Written instruction: Transcribe the listing below word for word.

Given records:

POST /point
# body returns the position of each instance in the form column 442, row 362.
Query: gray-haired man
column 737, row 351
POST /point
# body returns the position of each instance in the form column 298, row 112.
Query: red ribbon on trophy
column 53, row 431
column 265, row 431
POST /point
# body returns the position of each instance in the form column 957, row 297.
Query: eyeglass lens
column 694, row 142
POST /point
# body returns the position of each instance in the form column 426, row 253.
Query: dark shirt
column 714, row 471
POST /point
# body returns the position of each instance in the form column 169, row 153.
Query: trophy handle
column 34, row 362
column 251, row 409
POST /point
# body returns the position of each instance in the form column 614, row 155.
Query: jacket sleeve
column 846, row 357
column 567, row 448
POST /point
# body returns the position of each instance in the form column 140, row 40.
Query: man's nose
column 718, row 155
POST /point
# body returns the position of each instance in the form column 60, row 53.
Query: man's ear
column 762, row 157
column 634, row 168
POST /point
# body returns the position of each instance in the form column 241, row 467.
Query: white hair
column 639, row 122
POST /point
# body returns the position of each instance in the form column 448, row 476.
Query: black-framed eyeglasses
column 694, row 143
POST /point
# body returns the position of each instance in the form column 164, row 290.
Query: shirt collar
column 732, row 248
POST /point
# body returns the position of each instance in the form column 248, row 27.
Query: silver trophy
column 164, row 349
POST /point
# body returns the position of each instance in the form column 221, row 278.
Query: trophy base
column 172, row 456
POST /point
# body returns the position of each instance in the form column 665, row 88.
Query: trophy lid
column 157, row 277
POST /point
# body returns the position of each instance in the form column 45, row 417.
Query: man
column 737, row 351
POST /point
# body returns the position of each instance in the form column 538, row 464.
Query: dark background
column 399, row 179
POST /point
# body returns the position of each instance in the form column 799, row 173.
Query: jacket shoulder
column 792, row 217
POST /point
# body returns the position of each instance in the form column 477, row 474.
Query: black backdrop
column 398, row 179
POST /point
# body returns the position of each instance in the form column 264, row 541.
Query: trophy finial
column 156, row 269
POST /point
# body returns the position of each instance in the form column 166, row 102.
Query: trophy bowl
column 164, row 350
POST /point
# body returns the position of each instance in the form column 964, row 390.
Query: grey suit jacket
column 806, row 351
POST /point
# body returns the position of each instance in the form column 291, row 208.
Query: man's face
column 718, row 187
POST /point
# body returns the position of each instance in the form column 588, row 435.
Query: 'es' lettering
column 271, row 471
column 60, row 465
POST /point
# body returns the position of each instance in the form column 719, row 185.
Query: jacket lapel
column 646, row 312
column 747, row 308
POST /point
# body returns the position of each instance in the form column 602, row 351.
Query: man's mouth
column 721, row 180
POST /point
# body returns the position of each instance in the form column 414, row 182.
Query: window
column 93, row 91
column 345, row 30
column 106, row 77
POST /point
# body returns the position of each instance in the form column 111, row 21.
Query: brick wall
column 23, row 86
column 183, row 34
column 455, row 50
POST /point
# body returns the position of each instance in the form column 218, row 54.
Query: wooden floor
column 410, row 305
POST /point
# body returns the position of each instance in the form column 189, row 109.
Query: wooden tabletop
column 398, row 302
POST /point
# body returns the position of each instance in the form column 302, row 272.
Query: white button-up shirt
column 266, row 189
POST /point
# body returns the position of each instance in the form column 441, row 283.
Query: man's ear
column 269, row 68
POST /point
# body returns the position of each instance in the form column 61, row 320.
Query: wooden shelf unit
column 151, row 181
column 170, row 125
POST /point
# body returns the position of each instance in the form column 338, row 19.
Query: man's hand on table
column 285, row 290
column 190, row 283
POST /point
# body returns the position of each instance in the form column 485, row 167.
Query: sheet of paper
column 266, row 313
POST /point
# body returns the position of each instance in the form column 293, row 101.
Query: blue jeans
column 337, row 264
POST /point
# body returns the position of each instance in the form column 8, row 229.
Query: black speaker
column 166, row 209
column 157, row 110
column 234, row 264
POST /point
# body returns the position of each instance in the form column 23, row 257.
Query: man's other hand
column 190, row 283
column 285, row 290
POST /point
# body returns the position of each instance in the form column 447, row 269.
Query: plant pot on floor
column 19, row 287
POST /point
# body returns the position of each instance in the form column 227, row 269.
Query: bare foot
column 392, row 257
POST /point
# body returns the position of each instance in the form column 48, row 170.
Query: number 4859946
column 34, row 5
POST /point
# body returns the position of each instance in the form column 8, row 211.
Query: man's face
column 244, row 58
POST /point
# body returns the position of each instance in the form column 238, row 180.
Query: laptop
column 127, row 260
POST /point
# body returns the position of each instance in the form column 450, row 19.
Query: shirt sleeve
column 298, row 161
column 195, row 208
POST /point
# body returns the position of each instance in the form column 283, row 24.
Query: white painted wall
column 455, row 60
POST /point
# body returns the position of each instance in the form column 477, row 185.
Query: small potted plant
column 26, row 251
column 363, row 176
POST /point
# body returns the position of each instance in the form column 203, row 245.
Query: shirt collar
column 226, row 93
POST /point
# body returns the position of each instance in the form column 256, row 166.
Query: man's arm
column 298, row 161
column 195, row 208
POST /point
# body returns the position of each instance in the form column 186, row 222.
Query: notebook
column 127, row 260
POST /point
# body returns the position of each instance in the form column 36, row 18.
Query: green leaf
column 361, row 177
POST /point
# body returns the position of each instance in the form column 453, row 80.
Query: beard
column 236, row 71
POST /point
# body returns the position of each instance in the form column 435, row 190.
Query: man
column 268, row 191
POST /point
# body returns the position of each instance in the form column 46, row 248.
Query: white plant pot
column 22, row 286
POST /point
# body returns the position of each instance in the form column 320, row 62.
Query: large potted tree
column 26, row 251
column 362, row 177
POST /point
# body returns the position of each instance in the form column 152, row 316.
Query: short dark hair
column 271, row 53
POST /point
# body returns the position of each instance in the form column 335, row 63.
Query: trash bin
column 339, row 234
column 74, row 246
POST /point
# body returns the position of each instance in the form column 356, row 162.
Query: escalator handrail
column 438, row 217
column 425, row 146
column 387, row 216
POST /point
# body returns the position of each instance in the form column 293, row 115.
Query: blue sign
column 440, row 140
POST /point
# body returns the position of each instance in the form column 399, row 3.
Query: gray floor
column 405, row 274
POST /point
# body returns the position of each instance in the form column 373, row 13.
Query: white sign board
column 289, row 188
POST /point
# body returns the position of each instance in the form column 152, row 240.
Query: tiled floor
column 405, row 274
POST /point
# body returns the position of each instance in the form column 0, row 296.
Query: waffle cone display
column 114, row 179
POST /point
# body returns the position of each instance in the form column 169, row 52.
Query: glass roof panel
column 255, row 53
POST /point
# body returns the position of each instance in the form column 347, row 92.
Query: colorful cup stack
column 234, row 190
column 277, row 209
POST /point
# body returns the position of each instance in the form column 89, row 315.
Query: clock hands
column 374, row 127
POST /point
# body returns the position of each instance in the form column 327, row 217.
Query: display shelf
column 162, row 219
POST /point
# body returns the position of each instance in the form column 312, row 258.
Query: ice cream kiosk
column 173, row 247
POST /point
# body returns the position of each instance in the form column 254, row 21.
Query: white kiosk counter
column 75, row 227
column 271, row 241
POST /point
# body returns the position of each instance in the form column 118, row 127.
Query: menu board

The reply:
POST /point
# body returns the position of each instance in the form column 442, row 362.
Query: gray-haired man
column 737, row 351
POST /point
# body returns the position of each instance in the form column 298, row 112.
Query: red ribbon on trophy
column 53, row 431
column 265, row 431
POST /point
# body returns the position of each instance in the form column 957, row 297.
Query: eyeglass lens
column 694, row 142
POST /point
# body returns the position of each instance in the form column 426, row 253.
Query: dark shirt
column 714, row 471
POST /point
# body returns the position of each instance in the form column 169, row 153.
Query: trophy handle
column 34, row 362
column 251, row 409
POST /point
# body returns the position of each instance in the form column 614, row 155.
Query: jacket sleeve
column 846, row 357
column 567, row 448
POST /point
# body returns the position of each instance in the form column 140, row 40.
Query: man's nose
column 718, row 155
POST /point
# body returns the position of each instance in the form column 60, row 53.
Query: man's ear
column 762, row 157
column 634, row 168
POST /point
# body returns the position of each instance in the form column 241, row 467.
Query: white hair
column 639, row 122
POST /point
# body returns the position of each instance in the form column 448, row 476.
Query: black-framed eyeglasses
column 694, row 143
POST /point
# body returns the position of each instance in the form column 164, row 290.
Query: shirt collar
column 732, row 248
POST /point
# body returns the position of each instance in the form column 248, row 27.
Query: silver trophy
column 164, row 349
POST /point
# body returns the position of each instance in the form column 221, row 278.
Query: trophy base
column 172, row 456
POST /point
# body returns the position of each instance in the form column 665, row 88.
Query: trophy lid
column 157, row 277
POST /point
# body returns the position of each instance in the form column 45, row 417.
Query: man
column 737, row 351
POST /point
# body returns the position of each instance in the form column 538, row 464.
Query: dark background
column 399, row 179
POST /point
# body returns the position of each instance in the form column 799, row 173.
Query: jacket shoulder
column 792, row 217
POST /point
# body returns the position of each instance in the form column 477, row 474.
Query: black backdrop
column 398, row 179
POST /point
# body returns the position of each instance in the form column 264, row 541.
Query: trophy finial
column 156, row 269
POST /point
# body returns the position of each instance in the form column 166, row 102.
Query: trophy bowl
column 164, row 350
POST /point
# body returns the position of each instance in the form column 964, row 390.
Query: grey suit jacket
column 806, row 351
POST /point
# body returns the position of each instance in the form column 291, row 208.
Query: man's face
column 718, row 187
POST /point
# body returns the position of each instance in the form column 588, row 435.
Query: 'es' lettering
column 271, row 471
column 60, row 465
POST /point
# body returns the position of each instance in the form column 719, row 185.
Query: jacket lapel
column 646, row 312
column 747, row 308
POST /point
# body returns the position of each instance in the form column 602, row 351.
Query: man's mouth
column 721, row 180
POST /point
# body returns the position of each instance in the form column 414, row 182.
Query: window
column 93, row 91
column 345, row 30
column 106, row 77
POST /point
# body returns the position of each instance in the form column 111, row 21.
Query: brick wall
column 23, row 86
column 183, row 34
column 455, row 50
POST /point
# body returns the position of each instance in the form column 218, row 54.
Query: wooden floor
column 410, row 305
POST /point
# body returns the position of each instance in the form column 189, row 109.
Query: wooden tabletop
column 398, row 302
POST /point
# body returns the position of each instance in the form column 302, row 272.
Query: white button-up shirt
column 266, row 189
POST /point
# body returns the position of each instance in the form column 441, row 283.
Query: man's ear
column 269, row 68
POST /point
# body returns the position of each instance in the form column 61, row 320.
Query: wooden shelf unit
column 151, row 181
column 170, row 125
POST /point
# body returns the position of each instance in the form column 338, row 19.
Query: man's hand on table
column 285, row 290
column 190, row 283
POST /point
# body returns the position of each instance in the form column 485, row 167.
Query: sheet of paper
column 266, row 313
POST /point
# body returns the position of each instance in the form column 293, row 101.
Query: blue jeans
column 337, row 264
POST /point
# body returns the position of each instance in the form column 8, row 229.
Query: black speaker
column 166, row 209
column 157, row 110
column 234, row 264
POST /point
# body returns the position of each instance in the form column 23, row 257.
Query: man's other hand
column 190, row 283
column 285, row 290
POST /point
# body returns the position of each instance in the form column 447, row 269.
Query: plant pot on floor
column 19, row 287
POST /point
# body returns the position of each instance in the form column 227, row 269.
Query: bare foot
column 392, row 257
POST /point
# body returns the position of each instance in the form column 48, row 170.
Query: number 4859946
column 34, row 5
POST /point
# body returns the position of each instance in the form column 8, row 211.
Query: man's face
column 244, row 58
POST /point
# body returns the position of each instance in the form column 238, row 180.
Query: laptop
column 127, row 260
POST /point
# body returns the position of each instance in the form column 450, row 19.
Query: shirt sleeve
column 298, row 161
column 195, row 208
POST /point
# body returns the position of each instance in the form column 283, row 24.
Query: white painted wall
column 455, row 60
POST /point
# body returns the position of each instance in the form column 477, row 185.
Query: small potted plant
column 26, row 251
column 363, row 176
POST /point
# body returns the position of each instance in the form column 203, row 245.
Query: shirt collar
column 226, row 93
POST /point
# body returns the position of each instance in the form column 256, row 166.
Query: man's arm
column 298, row 161
column 195, row 208
POST /point
# body returns the position of each instance in the form column 186, row 222.
Query: notebook
column 127, row 260
POST /point
# body returns the position of each instance in the form column 36, row 18.
Query: green leaf
column 361, row 177
POST /point
# body returns the position of each instance in the form column 453, row 80.
Query: beard
column 236, row 71
POST /point
# body returns the position of each instance in the form column 435, row 190.
Query: man
column 268, row 191
POST /point
# body returns the position of each instance in the form column 46, row 248.
Query: white plant pot
column 22, row 286
POST /point
# body returns the position of each instance in the form column 320, row 62.
Query: large potted tree
column 26, row 251
column 362, row 177
POST /point
# body returns the position of each instance in the form column 152, row 316.
Query: short dark hair
column 271, row 53
POST /point
# body returns the position of each instance in the form column 335, row 63.
Query: trash bin
column 339, row 234
column 74, row 246
POST /point
# body returns the position of each instance in the form column 356, row 162.
Query: escalator handrail
column 438, row 217
column 425, row 146
column 387, row 216
POST /point
# body returns the position of each instance in the form column 293, row 115.
Query: blue sign
column 440, row 140
POST /point
# body returns the position of each instance in the form column 399, row 3.
Query: gray floor
column 405, row 274
POST /point
# body returns the position of each instance in the form column 373, row 13.
Query: white sign board
column 289, row 188
POST /point
# body returns the position of each instance in the form column 152, row 240.
Query: tiled floor
column 405, row 274
POST /point
# body returns the position of each instance in the form column 0, row 296.
Query: waffle cone display
column 114, row 179
POST /point
# body returns the position of each instance in the form column 169, row 52.
Query: glass roof panel
column 255, row 53
POST /point
# body returns the position of each instance in the form column 347, row 92.
Query: colorful cup stack
column 234, row 190
column 277, row 209
POST /point
# body returns the position of each instance in the form column 89, row 315.
Query: clock hands
column 374, row 127
POST /point
# body returns the position of each instance in the form column 327, row 217.
Query: display shelf
column 162, row 219
POST /point
# body returns the position of each instance in the form column 312, row 258.
Query: ice cream kiosk
column 173, row 247
POST /point
# body returns the position of each instance in the form column 254, row 21.
Query: white kiosk counter
column 75, row 227
column 271, row 241
POST /point
# body returns the position of each instance in the form column 118, row 127.
Query: menu board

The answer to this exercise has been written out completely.